━━ Text passage ━━
# Melitta 3 hole brew time too long!



## HLA91 (Jul 16, 2010)

Hi guys

My Hario Ceramic Slim grinder arrived today and I have made 2 cups of enjoyable coffee with no problems at all (that I can taste, bear in mind my palate is yet to be educated) using Has Beans Four Bean Blend.

The only thing is that, I have seen Sweet Marias video





 of a 3 hole pour over which is identical to the one i have yet they are using 20g -> 300ml and I am using 250ml and 15g (3 tsp) of coffee and theirs is all done in 2.34 and mine takes

1) 3.59

2) 4.19

Now should I be grinding coarser to try and achieve 2.30 and see what that tastes like, by the way photos of my grinder setting and grounds can be found here

Would a faster brew time reduce the strength allowing me to "taste" the coffee more?

What should I do?

Cheers

HLA91


----------



## Glenn (Jun 14, 2008)

Here's a direct comparison - using the Panama Esmeralda Naranjo

Try wetting the grounds and letting it sit for 25 seconds before pouring the remaining water through slowly


----------



## HLA91 (Jul 16, 2010)

Grind looks similar, does my grinder setting look similar as well?

Also I do saturate, then 30 sec later pour, I try to keep the level low and top up often, similar to the video.

Should I try and dial in for 2.30 or just stop fretting (something I am very good at)

EDIT: Just tried again and I aborted at 7+ min it was nearly all through but I do not know what has caused this massive jump I have not adjusted the grinder at all, strange.

EDIT 2: Adjusted the grinder, 1 thread coarser" so that 2 threads are visible and the nut is in line with the 3rd thread but time was 4.36 which is longer than one of my previous ones where it was actually 1 thread finer, but the resulting brew (from 1 thread coarser) seemed "lacking, watery" so I probably won't try to acheive the 2.30 as I am afraid of what the resulting brew would taste like.
━━━
In the forum thread on Melitta brew time, how long does Glenn suggest letting the wetted grounds sit before pouring the remaining water?
━━ Records shown ━━
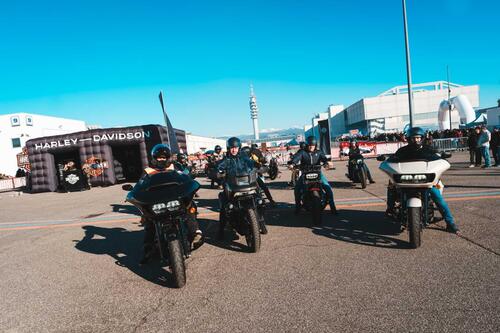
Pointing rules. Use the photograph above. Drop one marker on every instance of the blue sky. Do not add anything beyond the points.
(105, 61)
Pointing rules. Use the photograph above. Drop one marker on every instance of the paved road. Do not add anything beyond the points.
(68, 262)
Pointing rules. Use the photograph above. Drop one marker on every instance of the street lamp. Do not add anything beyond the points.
(408, 65)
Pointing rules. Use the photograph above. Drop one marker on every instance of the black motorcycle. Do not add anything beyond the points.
(358, 171)
(245, 207)
(313, 197)
(165, 199)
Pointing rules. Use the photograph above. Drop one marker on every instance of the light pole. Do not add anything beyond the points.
(408, 65)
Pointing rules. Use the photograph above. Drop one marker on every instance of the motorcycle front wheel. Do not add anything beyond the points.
(253, 235)
(415, 226)
(176, 259)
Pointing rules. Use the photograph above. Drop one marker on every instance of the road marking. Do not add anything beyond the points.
(201, 215)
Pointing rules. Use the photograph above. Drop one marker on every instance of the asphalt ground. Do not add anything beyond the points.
(68, 263)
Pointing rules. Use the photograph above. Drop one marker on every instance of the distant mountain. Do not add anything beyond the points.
(271, 133)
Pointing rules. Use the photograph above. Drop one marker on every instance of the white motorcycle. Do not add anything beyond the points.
(411, 181)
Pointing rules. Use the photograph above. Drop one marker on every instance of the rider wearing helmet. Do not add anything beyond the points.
(416, 149)
(308, 157)
(259, 160)
(235, 160)
(295, 172)
(355, 154)
(161, 162)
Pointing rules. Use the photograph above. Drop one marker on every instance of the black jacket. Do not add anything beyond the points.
(414, 152)
(355, 153)
(305, 158)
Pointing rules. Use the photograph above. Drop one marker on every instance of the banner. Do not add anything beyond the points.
(368, 149)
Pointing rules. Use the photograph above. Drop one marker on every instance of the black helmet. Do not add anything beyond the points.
(413, 132)
(233, 143)
(246, 150)
(311, 141)
(160, 150)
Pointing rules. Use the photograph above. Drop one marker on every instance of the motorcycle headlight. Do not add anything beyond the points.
(312, 176)
(159, 208)
(240, 194)
(162, 207)
(173, 205)
(415, 178)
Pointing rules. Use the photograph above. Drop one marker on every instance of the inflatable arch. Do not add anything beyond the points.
(106, 156)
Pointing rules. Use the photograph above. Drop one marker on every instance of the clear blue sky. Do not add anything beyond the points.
(105, 61)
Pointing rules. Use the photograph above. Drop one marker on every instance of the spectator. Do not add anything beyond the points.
(495, 145)
(484, 145)
(474, 151)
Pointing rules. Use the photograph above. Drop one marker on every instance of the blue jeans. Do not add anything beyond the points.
(485, 151)
(299, 189)
(442, 206)
(496, 155)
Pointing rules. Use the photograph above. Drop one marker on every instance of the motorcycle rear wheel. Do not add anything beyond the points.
(362, 176)
(176, 259)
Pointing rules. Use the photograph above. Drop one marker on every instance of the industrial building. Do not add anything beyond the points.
(17, 128)
(389, 111)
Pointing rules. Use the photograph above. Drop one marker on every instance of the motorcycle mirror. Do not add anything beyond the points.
(127, 187)
(445, 154)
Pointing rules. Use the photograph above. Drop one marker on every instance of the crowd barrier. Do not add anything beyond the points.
(450, 144)
(12, 183)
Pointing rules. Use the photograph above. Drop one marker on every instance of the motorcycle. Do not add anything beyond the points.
(358, 171)
(245, 207)
(313, 197)
(412, 180)
(273, 168)
(165, 199)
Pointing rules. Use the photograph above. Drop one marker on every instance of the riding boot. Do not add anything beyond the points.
(333, 209)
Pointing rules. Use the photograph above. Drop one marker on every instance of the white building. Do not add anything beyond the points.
(16, 129)
(389, 111)
(493, 116)
(196, 143)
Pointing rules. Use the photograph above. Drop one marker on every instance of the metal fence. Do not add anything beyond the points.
(450, 144)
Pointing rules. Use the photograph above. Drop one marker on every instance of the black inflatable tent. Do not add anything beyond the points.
(107, 156)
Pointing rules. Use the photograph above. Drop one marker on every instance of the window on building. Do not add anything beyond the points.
(14, 121)
(16, 143)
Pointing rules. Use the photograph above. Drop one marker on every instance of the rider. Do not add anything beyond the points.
(235, 160)
(216, 157)
(161, 162)
(355, 154)
(259, 160)
(417, 150)
(309, 157)
(295, 172)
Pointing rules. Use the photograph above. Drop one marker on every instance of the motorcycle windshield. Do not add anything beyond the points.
(164, 186)
(243, 179)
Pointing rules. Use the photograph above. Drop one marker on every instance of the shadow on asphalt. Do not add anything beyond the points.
(126, 209)
(369, 228)
(126, 248)
(232, 241)
(470, 186)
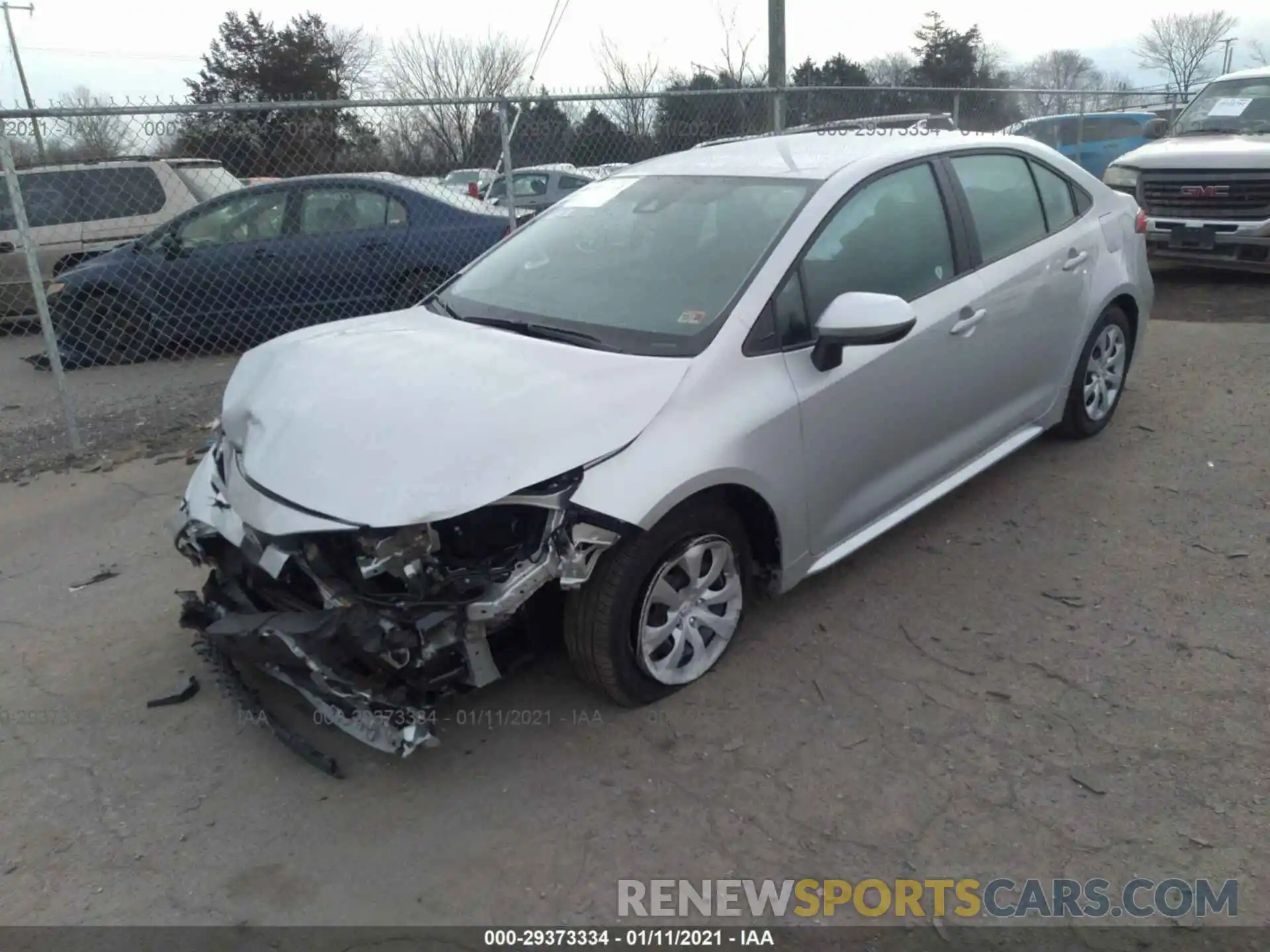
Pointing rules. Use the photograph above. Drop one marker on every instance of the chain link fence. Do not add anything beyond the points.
━━━
▶ [Result]: 25 seconds